(TASK PROMPT): Retype each of the records below exactly, leaving the pictures out.

(GIVEN ENTRIES):
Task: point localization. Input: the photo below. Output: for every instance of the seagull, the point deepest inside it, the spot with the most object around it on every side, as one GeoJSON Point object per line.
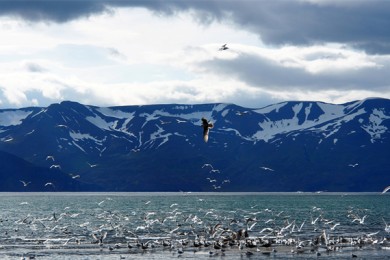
{"type": "Point", "coordinates": [206, 126]}
{"type": "Point", "coordinates": [92, 165]}
{"type": "Point", "coordinates": [74, 176]}
{"type": "Point", "coordinates": [212, 180]}
{"type": "Point", "coordinates": [267, 169]}
{"type": "Point", "coordinates": [360, 220]}
{"type": "Point", "coordinates": [239, 113]}
{"type": "Point", "coordinates": [49, 184]}
{"type": "Point", "coordinates": [386, 189]}
{"type": "Point", "coordinates": [207, 165]}
{"type": "Point", "coordinates": [223, 47]}
{"type": "Point", "coordinates": [50, 157]}
{"type": "Point", "coordinates": [25, 183]}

(WORKED SOLUTION):
Task: point localization. Input: the photo below. Output: for every instance of the seagull, the point deepest inside it, the spot with the most object around it on every side, as one GeoJSON Point object per line.
{"type": "Point", "coordinates": [206, 126]}
{"type": "Point", "coordinates": [92, 165]}
{"type": "Point", "coordinates": [74, 176]}
{"type": "Point", "coordinates": [212, 180]}
{"type": "Point", "coordinates": [267, 169]}
{"type": "Point", "coordinates": [360, 220]}
{"type": "Point", "coordinates": [239, 113]}
{"type": "Point", "coordinates": [49, 184]}
{"type": "Point", "coordinates": [386, 189]}
{"type": "Point", "coordinates": [207, 165]}
{"type": "Point", "coordinates": [223, 47]}
{"type": "Point", "coordinates": [50, 157]}
{"type": "Point", "coordinates": [25, 183]}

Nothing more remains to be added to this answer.